═════ Data supplied

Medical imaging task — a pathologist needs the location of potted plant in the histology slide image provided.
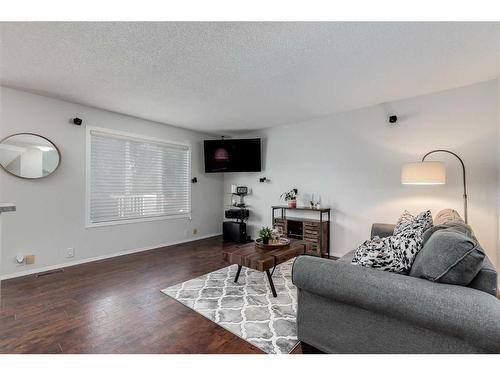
[280,189,298,208]
[259,227,273,245]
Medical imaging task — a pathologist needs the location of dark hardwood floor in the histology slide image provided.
[0,237,300,353]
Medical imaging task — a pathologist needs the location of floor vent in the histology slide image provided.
[35,268,64,279]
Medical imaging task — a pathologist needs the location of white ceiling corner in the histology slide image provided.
[0,22,500,132]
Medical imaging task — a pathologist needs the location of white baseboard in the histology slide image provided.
[0,232,222,280]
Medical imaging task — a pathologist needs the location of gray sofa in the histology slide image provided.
[292,224,500,353]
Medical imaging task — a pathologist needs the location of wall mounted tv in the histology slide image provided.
[204,138,261,173]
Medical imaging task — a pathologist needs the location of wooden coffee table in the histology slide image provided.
[222,240,309,297]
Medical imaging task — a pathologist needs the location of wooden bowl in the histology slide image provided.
[255,237,290,250]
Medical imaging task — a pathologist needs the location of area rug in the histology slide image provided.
[162,259,298,354]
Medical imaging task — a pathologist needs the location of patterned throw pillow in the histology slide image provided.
[351,211,432,274]
[393,210,415,234]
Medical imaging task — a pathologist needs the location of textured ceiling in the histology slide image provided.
[0,22,500,132]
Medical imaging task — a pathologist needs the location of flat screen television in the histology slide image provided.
[204,138,261,173]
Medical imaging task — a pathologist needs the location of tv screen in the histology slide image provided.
[204,138,261,173]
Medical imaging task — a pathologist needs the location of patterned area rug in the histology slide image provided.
[162,259,298,354]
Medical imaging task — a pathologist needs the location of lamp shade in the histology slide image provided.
[401,161,446,185]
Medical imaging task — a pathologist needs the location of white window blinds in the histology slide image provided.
[87,130,191,225]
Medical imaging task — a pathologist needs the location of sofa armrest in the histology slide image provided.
[292,256,500,352]
[371,223,395,238]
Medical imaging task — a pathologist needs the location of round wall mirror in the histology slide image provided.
[0,133,61,179]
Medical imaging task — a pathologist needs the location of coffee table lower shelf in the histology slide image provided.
[223,239,310,297]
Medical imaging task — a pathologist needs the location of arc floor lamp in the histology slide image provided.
[401,150,467,223]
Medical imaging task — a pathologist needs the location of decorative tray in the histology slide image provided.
[255,237,290,250]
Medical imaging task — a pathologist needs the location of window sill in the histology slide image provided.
[85,212,191,228]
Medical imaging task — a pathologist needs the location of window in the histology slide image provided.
[87,128,191,226]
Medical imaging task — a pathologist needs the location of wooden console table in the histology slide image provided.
[272,206,330,258]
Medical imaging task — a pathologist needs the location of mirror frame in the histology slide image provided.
[0,133,62,180]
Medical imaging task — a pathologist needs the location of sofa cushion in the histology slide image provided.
[468,256,498,297]
[410,228,485,285]
[424,221,476,245]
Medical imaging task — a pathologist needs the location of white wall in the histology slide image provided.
[0,87,223,277]
[496,78,500,270]
[224,81,499,262]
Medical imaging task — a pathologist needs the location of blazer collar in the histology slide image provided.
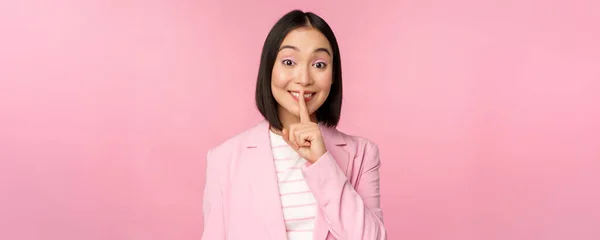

══════════

What is being asked -
Rewrite the entire listing above, switching each "pathologist" to "interior designer" and changing nothing else. Omit the pictures from your answer.

Correct output -
Medical imaging task — a interior designer needs the location of potted plant in the histology slide image provided.
[280,189,298,208]
[259,227,273,245]
Medical imaging task — a interior designer needs the location of dark hardwood floor in the histology slide image provided.
[0,237,300,353]
Medical imaging task — a interior designer needs the location of floor vent in the histology slide image provided.
[35,268,64,279]
Medical imaging task — a interior designer needs the location of white ceiling corner in the histology slide image provided.
[0,22,500,132]
Medical imaging task — a interior designer needs the location of white baseboard in the histology slide image provided.
[0,232,222,280]
Medical imaging task — a interior designer needs the location of gray sofa in the histology slide image provided.
[292,224,500,353]
Medical imaging task — a interior designer needs the location of wall mounted tv in the histology slide image provided.
[204,138,261,173]
Medical imaging task — a interior designer needs the location of wooden coffee table in the histology slide image provided.
[222,240,309,297]
Medical imaging task — a interior designer needs the location of wooden bowl in the histology slide image provided.
[255,237,290,250]
Medical imaging task — a interior designer needs the location of area rug in the histology slide image provided.
[162,259,298,354]
Medical imaging task — a interior designer needs the location of patterned throw pillow in the histology slide image provided.
[351,211,432,274]
[393,210,415,234]
Medical imaging task — a interior designer needs the location of textured ceiling in the histology slide image provided.
[0,22,500,132]
Medical imaging task — a interior designer needs the location of flat screen television in the histology slide image provided.
[204,138,261,173]
Medical imaging task — a interior designer needs the location of tv screen in the histology slide image provided.
[204,138,261,173]
Medical imaging task — a interior designer needs the location of patterned area rug in the histology slide image provided.
[162,259,298,354]
Medical imaging task — a interior designer needs the location of lamp shade in the histology slide image provided.
[401,161,446,185]
Medical imaging task — a interior designer needs the location of white window blinds in the histology slide image provided.
[87,130,191,225]
Medical imaging task — a interior designer needs the location of sofa armrest in the histology slide image provided.
[292,256,500,352]
[371,223,395,238]
Medical imaging task — a interior designer needs the location of round wall mirror in the histology slide image provided.
[0,133,61,179]
Medical imaging task — a interior designer needs the location of coffee table lower shelf in the histology slide image provided.
[223,239,310,297]
Medical imaging task — a interior designer needs the location of arc floor lamp in the histology slide image provided.
[401,150,467,223]
Medical imaging task — a interior designer needs the location of decorative tray in the histology slide image provided.
[255,237,290,250]
Medical imaging task — a interior designer needs the location of window sill in the histology slide image provided.
[85,212,191,228]
Medical imaging task — a interior designer needs the location of window in the histology slide image provided.
[87,128,191,226]
Medical imaging task — a interior designer needs the location of wooden console table in the histology slide image provided.
[272,206,330,258]
Medical imaging task — a interior designer needs the location of mirror frame in the histology slide image provided.
[0,133,62,180]
Medical imaging task — a interior designer needs the location of sofa cushion in the histology slide image provided.
[468,256,498,297]
[410,228,485,285]
[424,221,476,245]
Medical imaging task — a interior designer needs the location of white wall in the histology slide image provided.
[0,87,223,277]
[496,78,500,270]
[224,81,499,262]
Medical imaging task — a interior designer needs the location of blazer collar in the histology slide image provided.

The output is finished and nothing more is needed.